[INSTRUCTION]: Turn the data below into a Markdown table with the columns Row and Content, giving each line its row number and leaving out the blank lines. Leave the pictures out of the table.
* start SUPPLIED RECORDS *
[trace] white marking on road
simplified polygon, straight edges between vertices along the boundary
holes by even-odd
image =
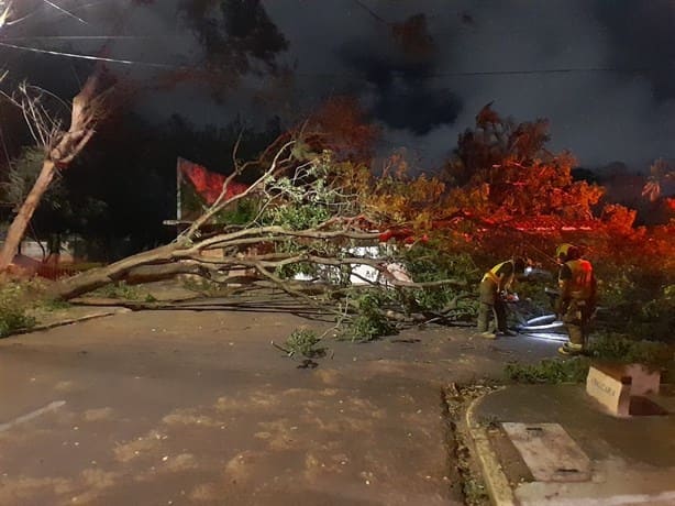
[[[557,498],[552,501],[536,501],[538,505],[549,506],[634,506],[638,504],[648,505],[671,505],[675,504],[675,492],[666,491],[660,494],[626,494],[612,495],[610,497],[583,497],[583,498]],[[534,504],[534,503],[523,503]]]
[[[0,424],[0,432],[11,429],[12,427],[19,424],[23,424],[24,421],[32,420],[33,418],[36,418],[40,415],[45,414],[47,411],[53,411],[54,409],[58,409],[64,404],[66,404],[65,400],[54,400],[53,403],[49,403],[40,409],[35,409],[34,411],[26,413],[25,415],[21,415],[20,417],[14,418],[13,420],[8,421],[7,424]]]

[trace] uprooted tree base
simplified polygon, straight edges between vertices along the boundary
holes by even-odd
[[[467,289],[468,282],[463,278],[439,279],[425,283],[412,283],[394,277],[383,260],[361,255],[328,255],[323,251],[307,248],[303,251],[280,252],[278,244],[289,240],[310,245],[312,242],[335,245],[329,251],[348,251],[346,244],[377,244],[378,233],[355,230],[287,230],[283,227],[258,227],[242,229],[230,233],[215,234],[195,243],[177,241],[155,250],[139,253],[106,267],[88,271],[58,282],[53,286],[53,295],[58,299],[73,299],[110,283],[143,284],[171,279],[179,275],[200,276],[203,279],[225,287],[236,287],[241,294],[245,290],[276,288],[286,292],[306,304],[345,317],[357,310],[348,301],[348,294],[354,289],[350,283],[354,265],[367,265],[380,273],[380,279],[363,279],[361,289],[394,292],[399,295],[398,304],[378,308],[378,312],[395,321],[423,320],[429,316],[424,308],[414,308],[414,297],[405,296],[406,290],[433,290],[440,288]],[[268,253],[255,254],[248,249],[264,245]],[[343,248],[341,248],[341,245]],[[223,252],[220,257],[209,252]],[[300,280],[288,277],[283,270],[290,265],[305,265],[319,268],[321,274],[314,278]],[[391,289],[389,289],[391,288]],[[439,308],[435,316],[456,308],[461,296],[449,300]],[[342,302],[340,302],[342,301]],[[341,306],[341,308],[336,308]],[[418,311],[416,311],[418,309]],[[425,314],[425,316],[423,315]]]

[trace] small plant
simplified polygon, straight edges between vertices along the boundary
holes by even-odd
[[[356,298],[357,315],[343,321],[340,337],[350,341],[367,342],[398,333],[398,329],[383,312],[381,294],[367,293]]]
[[[506,375],[519,383],[582,383],[588,375],[590,360],[575,356],[568,360],[544,359],[539,364],[507,364]]]
[[[21,284],[8,283],[0,288],[0,338],[35,327],[35,318],[27,314],[32,305],[26,297],[26,287]]]
[[[606,334],[589,343],[585,356],[544,359],[534,365],[507,364],[505,372],[509,380],[520,383],[583,383],[594,360],[620,364],[640,363],[661,369],[666,375],[668,371],[675,370],[672,346]]]
[[[288,356],[302,355],[308,359],[318,359],[325,356],[327,352],[324,346],[319,346],[321,339],[311,329],[296,329],[286,339],[284,346],[277,348],[286,352]]]
[[[104,287],[92,292],[92,294],[101,297],[123,300],[143,300],[146,298],[146,294],[143,293],[137,286],[128,285],[126,282],[106,285]]]

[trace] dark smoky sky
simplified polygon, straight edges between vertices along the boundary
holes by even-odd
[[[0,42],[97,54],[100,40],[30,37],[131,35],[143,38],[115,40],[107,55],[202,68],[204,46],[179,11],[179,0],[51,2],[70,14],[44,0],[19,1],[32,2],[22,8],[32,15],[5,25]],[[209,3],[218,2],[193,2]],[[646,169],[655,158],[675,157],[672,0],[261,3],[288,41],[275,58],[287,72],[275,78],[253,61],[261,73],[244,76],[217,100],[212,89],[187,80],[148,90],[140,110],[158,123],[178,113],[196,124],[226,124],[236,117],[264,124],[273,116],[296,120],[328,97],[350,94],[381,125],[383,153],[403,147],[429,169],[494,101],[499,113],[517,121],[549,119],[551,147],[572,151],[582,166],[621,161]],[[213,11],[209,21],[222,18]],[[397,30],[407,22],[418,30],[412,43],[401,44]],[[2,50],[10,69],[24,54]],[[49,58],[69,62],[53,55],[31,62]],[[137,64],[111,67],[136,80],[164,72]],[[74,73],[64,72],[63,78],[73,79]]]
* end SUPPLIED RECORDS *
[WORKED SOLUTION]:
| Row | Content |
|---|---|
| 1 | [trace] white marking on road |
| 2 | simplified polygon, straight edges between vertices along the boundary |
| 3 | holes by even-odd |
| 4 | image = |
| 5 | [[[557,498],[552,501],[536,501],[538,505],[549,506],[634,506],[638,504],[648,505],[671,505],[675,504],[675,492],[666,491],[660,494],[626,494],[612,495],[610,497],[583,497],[583,498]],[[534,504],[534,503],[523,503]]] |
| 6 | [[[0,424],[0,432],[11,429],[12,427],[19,424],[23,424],[24,421],[32,420],[33,418],[36,418],[40,415],[45,414],[47,411],[53,411],[54,409],[58,409],[64,404],[66,404],[65,400],[54,400],[53,403],[49,403],[40,409],[35,409],[34,411],[26,413],[25,415],[21,415],[20,417],[14,418],[13,420],[8,421],[7,424]]] |
| 7 | [trace] uprooted tree base |
| 8 | simplified polygon, straight edges between vertices along the boundary |
| 9 | holes by even-odd |
| 10 | [[[467,289],[468,282],[463,278],[439,279],[425,283],[412,283],[394,277],[383,260],[361,255],[328,255],[323,251],[307,248],[303,251],[280,252],[278,244],[289,240],[310,245],[312,242],[335,245],[329,251],[348,251],[346,244],[377,244],[378,233],[355,230],[287,230],[283,227],[258,227],[242,229],[230,233],[215,234],[195,243],[177,241],[155,250],[139,253],[106,267],[88,271],[58,282],[53,286],[53,295],[58,299],[73,299],[110,283],[143,284],[171,279],[179,275],[200,276],[203,279],[225,287],[236,287],[241,294],[245,290],[276,288],[286,292],[306,304],[345,317],[357,310],[348,301],[348,294],[354,289],[350,283],[354,265],[367,265],[380,273],[380,279],[363,279],[361,289],[394,292],[399,295],[398,304],[378,308],[378,312],[395,321],[423,320],[429,316],[424,308],[414,308],[414,297],[405,296],[406,290],[433,290],[440,288]],[[268,253],[255,254],[248,249],[264,245]],[[343,248],[341,248],[341,245]],[[223,252],[220,257],[209,252]],[[300,280],[288,277],[283,270],[290,265],[305,265],[319,268],[321,274],[314,278]],[[391,289],[389,289],[391,288]],[[439,308],[435,316],[456,308],[461,296],[449,300]],[[342,302],[340,302],[342,301]],[[341,306],[341,308],[336,308]],[[418,311],[416,311],[418,309]],[[425,314],[425,316],[423,315]]] |
| 11 | [trace] small plant |
| 12 | simplified polygon, straight edges between vertices along the boundary |
| 13 | holes by even-odd |
| 14 | [[[356,298],[357,315],[343,321],[340,337],[350,341],[367,342],[398,333],[398,329],[383,312],[381,294],[367,293]]] |
| 15 | [[[506,375],[519,383],[582,383],[588,375],[590,360],[575,356],[568,360],[544,359],[539,364],[507,364]]] |
| 16 | [[[21,284],[8,283],[0,288],[0,338],[35,327],[35,318],[27,314],[32,305],[26,297],[26,287]]] |
| 17 | [[[606,334],[589,343],[585,356],[544,359],[534,365],[507,364],[505,372],[509,380],[520,383],[583,383],[594,360],[620,364],[640,363],[661,369],[666,375],[668,371],[675,370],[672,346]]] |
| 18 | [[[288,356],[302,355],[308,359],[318,359],[325,356],[327,352],[324,346],[319,346],[321,339],[311,329],[296,329],[286,339],[284,346],[277,348],[286,352]]] |
| 19 | [[[104,287],[92,292],[92,294],[101,297],[123,300],[143,300],[146,298],[146,294],[143,293],[137,286],[128,285],[126,282],[106,285]]] |
| 20 | [trace] dark smoky sky |
| 21 | simplified polygon, straight edges between vertices along the boundary |
| 22 | holes by even-odd |
| 23 | [[[0,42],[97,54],[100,40],[30,37],[131,35],[143,38],[115,40],[107,55],[202,68],[204,46],[179,11],[179,0],[51,2],[70,14],[44,0],[19,1],[32,2],[22,8],[32,15],[5,25]],[[209,3],[218,2],[193,2]],[[646,169],[655,158],[675,157],[672,0],[261,3],[288,41],[275,58],[287,72],[275,78],[253,61],[261,73],[244,76],[217,100],[212,89],[187,80],[148,90],[140,110],[158,123],[178,113],[196,124],[226,124],[236,117],[264,124],[273,116],[296,120],[328,97],[350,94],[381,125],[383,153],[403,147],[429,169],[494,101],[499,113],[517,121],[549,119],[551,147],[572,151],[582,166],[621,161]],[[213,11],[209,21],[222,18]],[[397,30],[407,22],[418,30],[412,43],[401,44]],[[2,50],[10,69],[24,54]],[[49,58],[69,62],[53,55],[31,62]],[[137,64],[111,67],[136,80],[164,72]],[[74,73],[64,72],[63,78],[73,79]]] |